* TEXT SECTION:

Start of Block

Competitive Pressures From Europe’s Other Mega-Hubs
Schiphol’s capped but climbing traffic sits within a broader European context of intense hub competition. According to recent ACI figures, Paris Charles de Gaulle, London Heathrow and Istanbul Airport all handled more passengers than Amsterdam in 2025, while Madrid Barajas is closing the gap. Schiphol ranked fourth among Europe’s busiest hubs, with Istanbul Sabiha Gokcen and other fast-growing airports illustrating how traffic can shift rapidly in response to capacity and policy constraints.
Yet the Dutch hub retains structural advantages. Its compact single-terminal layout minimizes connection times, a selling point for global alliances targeting long-haul transfer traffic. The Netherlands’ open economy and strong corporate base generate high-yield demand, especially on transatlantic and Asia-bound routes. Schiphol’s dense European feeder network, with frequent flights to secondary cities in the United Kingdom, Germany, Scandinavia and Eastern Europe, also helps sustain its role as a transfer gateway.

End of Block

* EXERCISE REQUIREMENTS:
1. Reproduce the passage on European hub competition between "Competitive Pressures From" and "and policy constraints.", inclusive, renaming "hub competition" as "airport rivalry".
2. Summarize the passage on European hub competition in two sentences.
3. List every airport other than Schiphol that the passage on European hub competition names.

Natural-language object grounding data
Start of Block

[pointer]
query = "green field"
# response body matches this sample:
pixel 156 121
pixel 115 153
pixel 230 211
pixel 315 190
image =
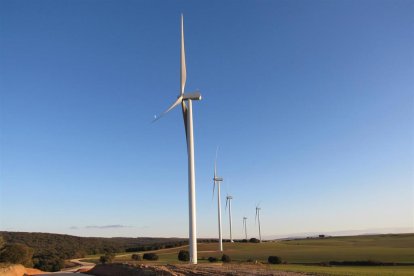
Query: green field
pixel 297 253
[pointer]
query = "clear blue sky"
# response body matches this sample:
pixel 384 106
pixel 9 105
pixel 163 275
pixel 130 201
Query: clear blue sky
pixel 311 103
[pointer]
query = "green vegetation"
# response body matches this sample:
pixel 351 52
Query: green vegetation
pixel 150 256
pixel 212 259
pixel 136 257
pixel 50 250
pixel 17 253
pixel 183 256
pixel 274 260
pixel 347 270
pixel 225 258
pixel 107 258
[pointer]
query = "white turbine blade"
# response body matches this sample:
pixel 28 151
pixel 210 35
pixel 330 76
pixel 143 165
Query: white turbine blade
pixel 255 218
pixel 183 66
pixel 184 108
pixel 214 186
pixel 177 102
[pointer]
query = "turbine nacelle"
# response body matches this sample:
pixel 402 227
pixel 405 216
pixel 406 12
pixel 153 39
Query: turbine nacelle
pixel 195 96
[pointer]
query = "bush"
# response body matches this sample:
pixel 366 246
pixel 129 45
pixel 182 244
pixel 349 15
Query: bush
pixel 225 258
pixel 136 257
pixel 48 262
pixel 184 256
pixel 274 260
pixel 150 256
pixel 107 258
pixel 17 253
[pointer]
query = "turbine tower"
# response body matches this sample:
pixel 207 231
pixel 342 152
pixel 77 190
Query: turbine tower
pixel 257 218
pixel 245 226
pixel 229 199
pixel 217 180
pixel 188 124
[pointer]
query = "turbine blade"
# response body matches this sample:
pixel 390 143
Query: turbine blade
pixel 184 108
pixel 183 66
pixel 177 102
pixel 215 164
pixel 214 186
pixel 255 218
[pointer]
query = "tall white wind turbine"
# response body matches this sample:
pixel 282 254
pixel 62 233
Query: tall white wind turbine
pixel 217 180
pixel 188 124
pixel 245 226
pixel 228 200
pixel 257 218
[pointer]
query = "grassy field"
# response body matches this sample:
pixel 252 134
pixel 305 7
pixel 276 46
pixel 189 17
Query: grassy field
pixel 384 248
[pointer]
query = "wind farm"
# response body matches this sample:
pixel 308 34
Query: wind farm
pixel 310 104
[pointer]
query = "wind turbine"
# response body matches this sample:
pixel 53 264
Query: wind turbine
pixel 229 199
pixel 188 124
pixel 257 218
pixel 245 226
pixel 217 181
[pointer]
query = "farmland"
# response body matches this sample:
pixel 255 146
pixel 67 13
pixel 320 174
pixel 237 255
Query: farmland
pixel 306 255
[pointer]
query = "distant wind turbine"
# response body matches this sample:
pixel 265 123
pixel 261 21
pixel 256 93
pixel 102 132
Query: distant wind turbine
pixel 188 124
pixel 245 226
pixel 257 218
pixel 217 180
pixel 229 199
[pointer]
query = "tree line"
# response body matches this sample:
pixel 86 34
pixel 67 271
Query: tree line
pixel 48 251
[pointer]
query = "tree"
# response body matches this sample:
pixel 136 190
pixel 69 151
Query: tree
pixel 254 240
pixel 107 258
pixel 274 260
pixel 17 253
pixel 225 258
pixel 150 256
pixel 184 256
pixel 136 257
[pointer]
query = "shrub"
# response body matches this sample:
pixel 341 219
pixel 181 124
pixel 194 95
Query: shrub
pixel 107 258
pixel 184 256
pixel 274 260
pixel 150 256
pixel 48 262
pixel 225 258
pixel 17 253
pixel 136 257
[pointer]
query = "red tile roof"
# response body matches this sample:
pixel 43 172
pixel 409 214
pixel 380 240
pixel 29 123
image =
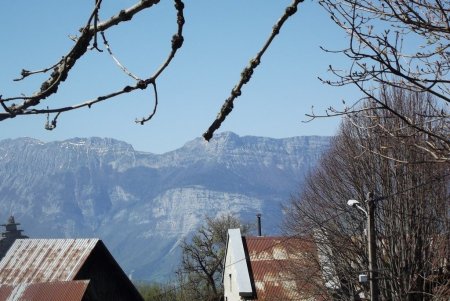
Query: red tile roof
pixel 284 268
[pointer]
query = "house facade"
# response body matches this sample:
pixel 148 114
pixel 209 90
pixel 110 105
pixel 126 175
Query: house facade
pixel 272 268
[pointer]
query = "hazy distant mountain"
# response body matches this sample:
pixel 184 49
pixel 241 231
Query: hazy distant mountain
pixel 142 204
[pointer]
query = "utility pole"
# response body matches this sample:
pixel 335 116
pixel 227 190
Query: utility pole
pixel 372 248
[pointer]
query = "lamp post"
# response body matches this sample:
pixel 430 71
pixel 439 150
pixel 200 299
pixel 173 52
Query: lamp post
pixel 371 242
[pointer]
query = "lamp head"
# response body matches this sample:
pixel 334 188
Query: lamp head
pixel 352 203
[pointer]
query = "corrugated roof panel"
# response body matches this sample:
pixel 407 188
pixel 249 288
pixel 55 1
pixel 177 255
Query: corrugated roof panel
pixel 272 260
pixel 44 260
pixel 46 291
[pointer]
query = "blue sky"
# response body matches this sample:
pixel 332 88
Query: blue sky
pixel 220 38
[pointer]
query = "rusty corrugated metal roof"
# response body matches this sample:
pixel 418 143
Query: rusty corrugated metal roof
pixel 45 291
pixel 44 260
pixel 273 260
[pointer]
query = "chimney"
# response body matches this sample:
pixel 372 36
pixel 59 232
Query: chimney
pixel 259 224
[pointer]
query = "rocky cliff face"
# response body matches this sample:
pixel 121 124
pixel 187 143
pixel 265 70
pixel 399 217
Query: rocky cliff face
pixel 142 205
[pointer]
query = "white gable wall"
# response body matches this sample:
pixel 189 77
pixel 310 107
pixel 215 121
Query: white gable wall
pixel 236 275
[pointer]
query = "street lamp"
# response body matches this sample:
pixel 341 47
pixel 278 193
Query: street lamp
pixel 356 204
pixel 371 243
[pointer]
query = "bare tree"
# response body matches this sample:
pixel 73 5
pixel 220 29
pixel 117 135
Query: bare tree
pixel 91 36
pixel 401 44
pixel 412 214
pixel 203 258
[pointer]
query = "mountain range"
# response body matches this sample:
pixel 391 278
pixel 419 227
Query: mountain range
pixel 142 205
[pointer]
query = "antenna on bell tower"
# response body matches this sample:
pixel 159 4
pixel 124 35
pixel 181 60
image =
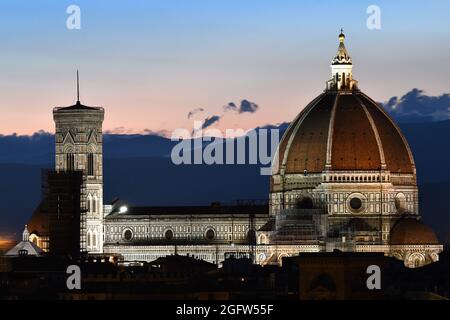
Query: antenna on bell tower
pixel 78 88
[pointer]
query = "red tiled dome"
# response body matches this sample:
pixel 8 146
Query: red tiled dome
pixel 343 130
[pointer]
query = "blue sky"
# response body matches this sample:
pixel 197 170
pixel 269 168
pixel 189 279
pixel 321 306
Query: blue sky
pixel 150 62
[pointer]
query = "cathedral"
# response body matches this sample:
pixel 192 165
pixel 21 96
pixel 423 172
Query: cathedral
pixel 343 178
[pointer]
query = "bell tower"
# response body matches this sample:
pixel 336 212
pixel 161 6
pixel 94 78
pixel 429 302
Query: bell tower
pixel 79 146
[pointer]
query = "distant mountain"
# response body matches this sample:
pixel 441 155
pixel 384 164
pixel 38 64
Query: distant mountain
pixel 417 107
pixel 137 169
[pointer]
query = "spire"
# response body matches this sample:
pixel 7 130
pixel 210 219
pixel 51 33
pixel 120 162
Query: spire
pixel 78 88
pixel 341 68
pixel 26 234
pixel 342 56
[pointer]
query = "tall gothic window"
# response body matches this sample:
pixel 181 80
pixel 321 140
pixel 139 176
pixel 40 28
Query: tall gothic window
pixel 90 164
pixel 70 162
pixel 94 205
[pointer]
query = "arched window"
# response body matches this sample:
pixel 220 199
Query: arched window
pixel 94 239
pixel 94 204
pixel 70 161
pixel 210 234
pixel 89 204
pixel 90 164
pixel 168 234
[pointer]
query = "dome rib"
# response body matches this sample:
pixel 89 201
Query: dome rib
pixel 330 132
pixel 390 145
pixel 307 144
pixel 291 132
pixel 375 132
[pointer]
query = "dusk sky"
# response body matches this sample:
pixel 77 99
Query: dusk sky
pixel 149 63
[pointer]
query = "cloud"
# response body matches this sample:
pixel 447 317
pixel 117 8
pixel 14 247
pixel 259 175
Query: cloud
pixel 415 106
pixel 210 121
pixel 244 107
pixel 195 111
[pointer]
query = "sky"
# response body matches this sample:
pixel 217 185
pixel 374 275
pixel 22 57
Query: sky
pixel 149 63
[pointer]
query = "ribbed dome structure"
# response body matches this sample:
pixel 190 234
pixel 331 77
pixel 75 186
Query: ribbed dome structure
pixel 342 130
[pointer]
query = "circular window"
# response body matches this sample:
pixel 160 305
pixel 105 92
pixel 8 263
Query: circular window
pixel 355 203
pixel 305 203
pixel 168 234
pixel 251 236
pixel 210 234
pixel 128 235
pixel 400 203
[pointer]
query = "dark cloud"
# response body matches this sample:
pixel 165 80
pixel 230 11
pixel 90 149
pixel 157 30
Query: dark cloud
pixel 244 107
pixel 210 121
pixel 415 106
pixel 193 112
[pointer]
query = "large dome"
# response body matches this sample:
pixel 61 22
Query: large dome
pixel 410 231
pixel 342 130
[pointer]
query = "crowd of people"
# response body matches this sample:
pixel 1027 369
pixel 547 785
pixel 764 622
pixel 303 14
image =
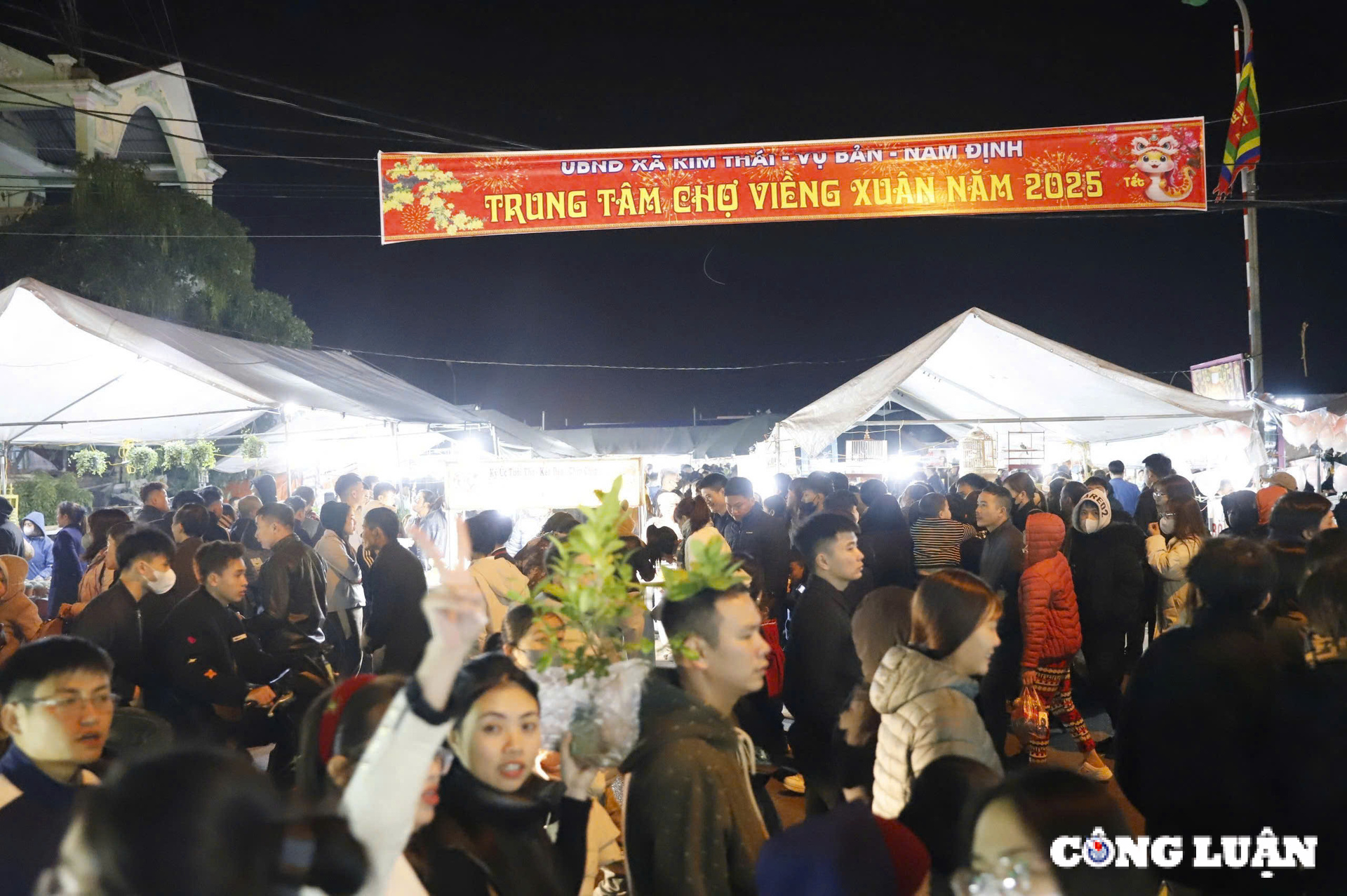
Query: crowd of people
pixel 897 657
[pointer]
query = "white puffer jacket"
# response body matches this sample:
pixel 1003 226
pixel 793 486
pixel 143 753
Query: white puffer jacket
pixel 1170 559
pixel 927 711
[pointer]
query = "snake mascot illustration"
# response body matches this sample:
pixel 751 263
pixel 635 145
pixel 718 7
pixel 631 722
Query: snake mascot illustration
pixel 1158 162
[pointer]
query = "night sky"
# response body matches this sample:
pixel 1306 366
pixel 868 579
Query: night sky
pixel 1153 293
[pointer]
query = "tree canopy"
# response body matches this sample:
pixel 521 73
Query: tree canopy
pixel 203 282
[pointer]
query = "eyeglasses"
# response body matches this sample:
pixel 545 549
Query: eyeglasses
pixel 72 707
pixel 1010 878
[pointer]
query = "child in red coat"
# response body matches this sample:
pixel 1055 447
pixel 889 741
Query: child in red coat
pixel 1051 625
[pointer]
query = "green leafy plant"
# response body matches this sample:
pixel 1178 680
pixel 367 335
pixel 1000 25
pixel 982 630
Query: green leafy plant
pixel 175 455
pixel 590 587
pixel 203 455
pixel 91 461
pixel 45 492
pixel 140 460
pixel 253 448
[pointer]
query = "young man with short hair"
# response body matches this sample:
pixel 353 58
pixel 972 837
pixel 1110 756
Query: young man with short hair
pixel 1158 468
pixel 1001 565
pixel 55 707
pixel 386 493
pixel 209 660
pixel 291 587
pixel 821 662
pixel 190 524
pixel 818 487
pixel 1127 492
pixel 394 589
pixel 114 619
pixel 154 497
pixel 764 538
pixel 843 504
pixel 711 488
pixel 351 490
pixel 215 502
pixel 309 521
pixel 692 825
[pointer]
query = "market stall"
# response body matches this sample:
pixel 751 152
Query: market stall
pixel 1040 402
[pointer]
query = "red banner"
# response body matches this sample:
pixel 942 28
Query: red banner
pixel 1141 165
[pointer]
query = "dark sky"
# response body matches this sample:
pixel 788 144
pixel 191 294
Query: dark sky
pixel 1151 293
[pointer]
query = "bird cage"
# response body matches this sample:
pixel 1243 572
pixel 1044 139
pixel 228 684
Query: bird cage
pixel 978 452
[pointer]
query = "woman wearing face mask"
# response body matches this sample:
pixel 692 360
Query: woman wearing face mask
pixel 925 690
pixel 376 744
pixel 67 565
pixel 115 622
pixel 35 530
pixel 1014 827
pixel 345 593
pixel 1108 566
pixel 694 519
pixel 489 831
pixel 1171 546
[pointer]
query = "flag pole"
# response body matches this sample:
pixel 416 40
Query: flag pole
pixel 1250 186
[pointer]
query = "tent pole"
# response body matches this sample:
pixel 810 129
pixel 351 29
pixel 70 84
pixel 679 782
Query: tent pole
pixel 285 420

End of Block

* OUTPUTS FOR THE TASKS:
1.
Competitive Pressures From Europe’s Other Mega-Hubs
Schiphol’s capped but climbing traffic sits within a broader European context of intense airport rivalry. According to recent ACI figures, Paris Charles de Gaulle, London Heathrow and Istanbul Airport all handled more passengers than Amsterdam in 2025, while Madrid Barajas is closing the gap. Schiphol ranked fourth among Europe’s busiest hubs, with Istanbul Sabiha Gokcen and other fast-growing airports illustrating how traffic can shift rapidly in response to capacity and policy constraints.

2. Schiphol ranked fourth among Europe's busiest hubs in 2025, behind Paris Charles de Gaulle, London Heathrow and Istanbul Airport, amid intense competition in which traffic can shift rapidly. It nevertheless retains structural advantages, including a compact single-terminal layout, high-yield demand from the Dutch economy and a dense European feeder network.

3. Paris Charles de Gaulle, London Heathrow, Istanbul Airport, Madrid Barajas, Istanbul Sabiha Gokcen